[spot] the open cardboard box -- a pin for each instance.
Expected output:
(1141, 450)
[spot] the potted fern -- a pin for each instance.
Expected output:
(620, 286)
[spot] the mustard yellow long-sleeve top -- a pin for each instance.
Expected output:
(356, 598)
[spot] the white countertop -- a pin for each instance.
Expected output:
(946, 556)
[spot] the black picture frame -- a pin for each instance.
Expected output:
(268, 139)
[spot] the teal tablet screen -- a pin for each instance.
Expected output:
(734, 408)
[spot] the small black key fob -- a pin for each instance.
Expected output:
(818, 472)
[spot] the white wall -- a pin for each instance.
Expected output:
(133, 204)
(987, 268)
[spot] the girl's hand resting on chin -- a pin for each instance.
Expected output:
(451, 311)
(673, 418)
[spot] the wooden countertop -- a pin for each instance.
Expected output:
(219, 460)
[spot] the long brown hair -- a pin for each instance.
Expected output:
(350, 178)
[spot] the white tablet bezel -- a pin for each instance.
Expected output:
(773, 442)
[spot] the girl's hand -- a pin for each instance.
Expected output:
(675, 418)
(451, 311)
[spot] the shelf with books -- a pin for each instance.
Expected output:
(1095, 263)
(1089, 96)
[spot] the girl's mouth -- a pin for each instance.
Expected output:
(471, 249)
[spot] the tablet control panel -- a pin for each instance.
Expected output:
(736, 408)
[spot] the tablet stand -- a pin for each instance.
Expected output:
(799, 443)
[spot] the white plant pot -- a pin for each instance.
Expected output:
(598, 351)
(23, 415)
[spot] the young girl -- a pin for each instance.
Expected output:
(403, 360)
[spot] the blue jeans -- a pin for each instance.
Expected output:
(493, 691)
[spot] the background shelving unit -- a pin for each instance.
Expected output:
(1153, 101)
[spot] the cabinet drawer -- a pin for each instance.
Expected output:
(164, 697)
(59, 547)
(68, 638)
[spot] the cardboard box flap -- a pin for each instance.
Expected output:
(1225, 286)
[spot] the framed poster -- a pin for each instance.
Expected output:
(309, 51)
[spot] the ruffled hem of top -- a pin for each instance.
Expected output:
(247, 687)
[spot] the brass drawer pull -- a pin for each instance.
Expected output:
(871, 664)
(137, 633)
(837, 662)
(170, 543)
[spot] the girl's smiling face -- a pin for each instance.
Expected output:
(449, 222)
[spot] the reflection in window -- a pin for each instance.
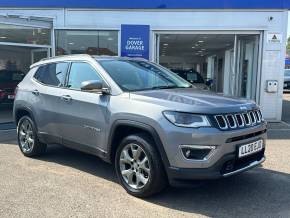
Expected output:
(26, 35)
(87, 42)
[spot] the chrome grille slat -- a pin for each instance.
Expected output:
(258, 116)
(252, 117)
(239, 120)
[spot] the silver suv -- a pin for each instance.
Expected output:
(152, 124)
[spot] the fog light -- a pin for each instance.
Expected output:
(197, 152)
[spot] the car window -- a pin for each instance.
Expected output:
(52, 74)
(81, 72)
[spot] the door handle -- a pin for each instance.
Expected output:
(35, 92)
(66, 98)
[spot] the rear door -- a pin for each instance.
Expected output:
(83, 114)
(50, 79)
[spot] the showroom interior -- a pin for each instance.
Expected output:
(233, 56)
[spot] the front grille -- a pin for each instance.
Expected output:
(238, 120)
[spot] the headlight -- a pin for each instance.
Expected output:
(186, 119)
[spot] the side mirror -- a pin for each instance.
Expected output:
(95, 86)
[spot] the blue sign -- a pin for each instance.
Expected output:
(135, 41)
(151, 4)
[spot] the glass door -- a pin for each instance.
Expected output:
(247, 66)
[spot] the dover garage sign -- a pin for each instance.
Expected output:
(135, 41)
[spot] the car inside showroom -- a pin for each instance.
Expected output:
(235, 49)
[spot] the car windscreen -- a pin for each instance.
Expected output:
(137, 75)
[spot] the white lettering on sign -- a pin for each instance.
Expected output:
(274, 38)
(136, 44)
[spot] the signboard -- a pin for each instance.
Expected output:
(274, 38)
(135, 41)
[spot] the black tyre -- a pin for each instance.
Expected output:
(139, 167)
(27, 138)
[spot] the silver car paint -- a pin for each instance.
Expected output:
(88, 117)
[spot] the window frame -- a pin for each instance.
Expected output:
(57, 62)
(69, 71)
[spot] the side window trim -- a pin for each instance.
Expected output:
(57, 62)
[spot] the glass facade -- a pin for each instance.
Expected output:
(20, 46)
(93, 42)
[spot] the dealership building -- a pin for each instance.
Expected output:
(238, 46)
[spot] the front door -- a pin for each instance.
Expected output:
(84, 114)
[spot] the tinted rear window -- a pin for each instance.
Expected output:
(52, 74)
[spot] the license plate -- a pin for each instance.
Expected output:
(10, 96)
(250, 148)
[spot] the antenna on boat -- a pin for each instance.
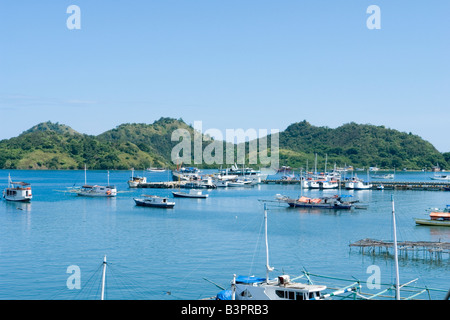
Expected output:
(397, 280)
(268, 267)
(103, 279)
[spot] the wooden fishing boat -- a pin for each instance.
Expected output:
(191, 194)
(17, 191)
(438, 217)
(154, 201)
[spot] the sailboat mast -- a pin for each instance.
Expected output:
(103, 279)
(397, 277)
(268, 268)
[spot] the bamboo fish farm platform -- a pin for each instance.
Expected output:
(433, 249)
(392, 185)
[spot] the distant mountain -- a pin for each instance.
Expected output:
(361, 145)
(56, 146)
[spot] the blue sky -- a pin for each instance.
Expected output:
(230, 64)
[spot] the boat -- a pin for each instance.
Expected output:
(335, 202)
(186, 174)
(191, 194)
(17, 191)
(438, 217)
(135, 182)
(384, 176)
(203, 183)
(157, 169)
(241, 183)
(441, 177)
(96, 190)
(361, 185)
(249, 173)
(154, 201)
(329, 184)
(279, 288)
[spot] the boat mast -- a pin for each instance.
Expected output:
(268, 267)
(103, 279)
(397, 280)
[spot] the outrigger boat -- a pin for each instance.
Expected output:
(335, 202)
(438, 217)
(280, 288)
(96, 190)
(191, 194)
(134, 182)
(154, 201)
(17, 191)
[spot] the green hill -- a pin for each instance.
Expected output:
(360, 145)
(56, 146)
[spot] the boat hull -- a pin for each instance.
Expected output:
(142, 203)
(187, 195)
(426, 222)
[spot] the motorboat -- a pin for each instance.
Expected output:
(17, 191)
(135, 182)
(186, 174)
(154, 201)
(95, 191)
(438, 217)
(191, 194)
(279, 288)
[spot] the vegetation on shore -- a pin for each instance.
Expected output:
(57, 146)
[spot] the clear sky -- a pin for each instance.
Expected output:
(230, 64)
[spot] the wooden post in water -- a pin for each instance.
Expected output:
(397, 280)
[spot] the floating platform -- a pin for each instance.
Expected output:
(434, 249)
(390, 185)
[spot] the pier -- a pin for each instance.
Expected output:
(390, 185)
(162, 184)
(432, 249)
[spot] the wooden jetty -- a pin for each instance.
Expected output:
(392, 185)
(432, 249)
(162, 184)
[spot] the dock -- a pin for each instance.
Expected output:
(432, 249)
(162, 184)
(389, 185)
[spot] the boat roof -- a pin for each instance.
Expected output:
(249, 279)
(20, 183)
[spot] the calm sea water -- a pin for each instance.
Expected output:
(164, 254)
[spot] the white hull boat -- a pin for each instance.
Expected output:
(17, 191)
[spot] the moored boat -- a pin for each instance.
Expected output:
(191, 194)
(334, 202)
(438, 217)
(17, 191)
(154, 201)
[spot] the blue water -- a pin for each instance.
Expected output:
(164, 254)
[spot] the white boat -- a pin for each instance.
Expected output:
(329, 184)
(156, 169)
(360, 185)
(17, 191)
(191, 194)
(241, 183)
(96, 190)
(255, 175)
(220, 183)
(154, 201)
(279, 288)
(441, 177)
(186, 174)
(134, 182)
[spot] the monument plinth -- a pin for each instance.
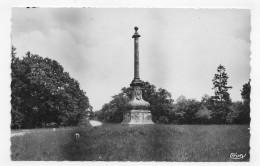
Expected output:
(137, 108)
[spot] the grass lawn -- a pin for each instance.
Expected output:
(112, 142)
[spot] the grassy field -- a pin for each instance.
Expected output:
(112, 142)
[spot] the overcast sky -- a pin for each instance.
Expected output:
(180, 49)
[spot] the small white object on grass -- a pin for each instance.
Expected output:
(77, 136)
(95, 123)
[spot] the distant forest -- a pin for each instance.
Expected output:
(44, 95)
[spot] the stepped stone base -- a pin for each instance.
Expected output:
(137, 117)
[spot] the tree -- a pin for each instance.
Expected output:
(222, 99)
(204, 114)
(244, 111)
(185, 110)
(160, 101)
(42, 93)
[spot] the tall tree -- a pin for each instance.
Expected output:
(160, 101)
(222, 99)
(244, 113)
(42, 93)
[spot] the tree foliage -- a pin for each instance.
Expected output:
(160, 101)
(222, 100)
(43, 94)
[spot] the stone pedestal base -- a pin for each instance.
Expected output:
(137, 117)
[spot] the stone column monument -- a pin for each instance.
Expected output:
(137, 109)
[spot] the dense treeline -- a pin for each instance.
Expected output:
(217, 109)
(43, 94)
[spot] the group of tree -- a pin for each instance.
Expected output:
(42, 94)
(217, 109)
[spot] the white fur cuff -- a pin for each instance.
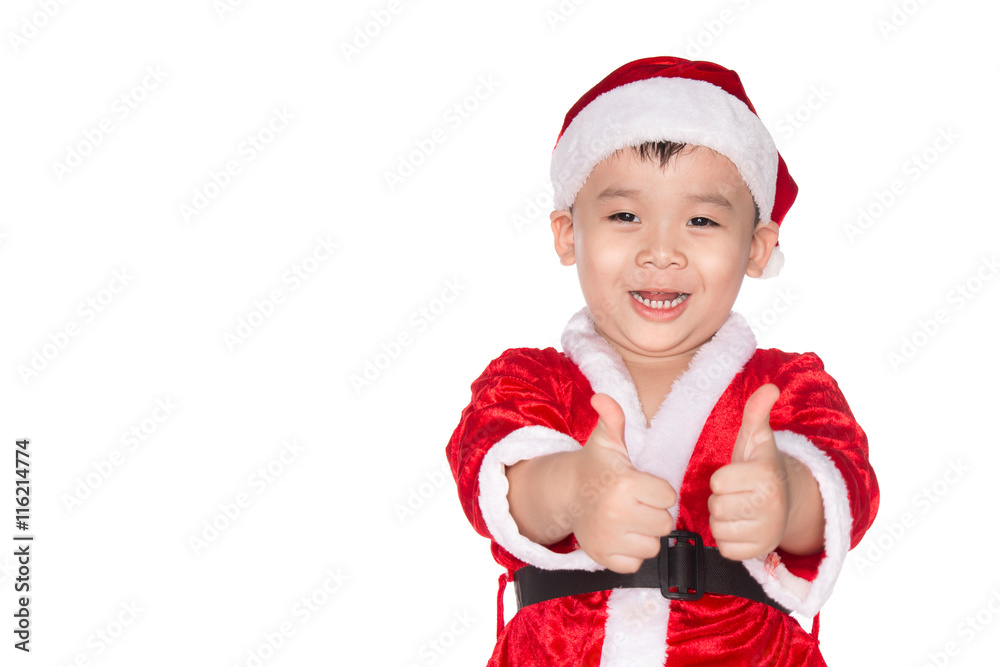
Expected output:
(794, 592)
(525, 443)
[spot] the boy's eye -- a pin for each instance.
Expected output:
(702, 222)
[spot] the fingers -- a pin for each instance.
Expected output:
(610, 429)
(755, 429)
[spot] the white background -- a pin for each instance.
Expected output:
(850, 98)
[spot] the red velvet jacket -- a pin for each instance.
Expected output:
(530, 402)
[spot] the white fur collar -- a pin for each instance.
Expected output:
(664, 448)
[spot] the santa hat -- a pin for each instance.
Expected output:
(673, 99)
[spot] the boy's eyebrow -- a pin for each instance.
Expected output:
(617, 191)
(709, 198)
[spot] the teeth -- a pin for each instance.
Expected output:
(660, 304)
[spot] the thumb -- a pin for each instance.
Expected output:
(610, 429)
(755, 430)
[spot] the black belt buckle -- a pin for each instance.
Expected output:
(681, 566)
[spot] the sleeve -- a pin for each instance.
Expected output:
(522, 407)
(813, 423)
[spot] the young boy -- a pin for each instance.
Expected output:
(662, 492)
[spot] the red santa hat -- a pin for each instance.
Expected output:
(673, 99)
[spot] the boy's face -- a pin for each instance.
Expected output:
(682, 237)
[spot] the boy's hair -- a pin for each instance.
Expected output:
(660, 152)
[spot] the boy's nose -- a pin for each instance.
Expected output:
(661, 249)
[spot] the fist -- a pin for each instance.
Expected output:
(622, 512)
(749, 505)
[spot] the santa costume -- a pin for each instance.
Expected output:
(531, 402)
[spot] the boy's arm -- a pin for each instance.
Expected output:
(815, 432)
(616, 513)
(764, 499)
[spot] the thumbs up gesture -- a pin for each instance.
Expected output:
(749, 506)
(622, 513)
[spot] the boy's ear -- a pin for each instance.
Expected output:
(562, 231)
(765, 237)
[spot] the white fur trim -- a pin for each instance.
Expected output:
(774, 264)
(525, 443)
(662, 449)
(799, 594)
(629, 609)
(666, 109)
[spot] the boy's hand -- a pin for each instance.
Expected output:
(622, 513)
(749, 505)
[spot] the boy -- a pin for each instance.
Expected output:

What to do = Repeat exactly, and only, the lines from the one containing "[spot] the boy's nose" through the end of the material.

Output =
[spot] the boy's nose -- a pin for each instance.
Expected output:
(661, 249)
[spot] the fist -- a pin for each instance.
Expected output:
(622, 512)
(749, 505)
[spot] the santa costume -- a pin for each instance.
Expected output:
(531, 402)
[spot] the boy's arm -- a pin for each instance.
Expected output:
(815, 432)
(616, 513)
(764, 499)
[spot] the thumbs up gesture -- a pin for each instance.
Expected output:
(749, 506)
(622, 513)
[spot] the boy's ear -- a pin for each instance.
Expected output:
(562, 231)
(765, 237)
[spot] the white fur trim -- a pin for each instance.
Expected output:
(774, 264)
(525, 443)
(662, 449)
(799, 594)
(629, 609)
(666, 109)
[spot] the boy's hand -- a pin for each instance.
Expected output:
(622, 513)
(749, 505)
[spot] the boy -- a pin for each instance.
Expected output:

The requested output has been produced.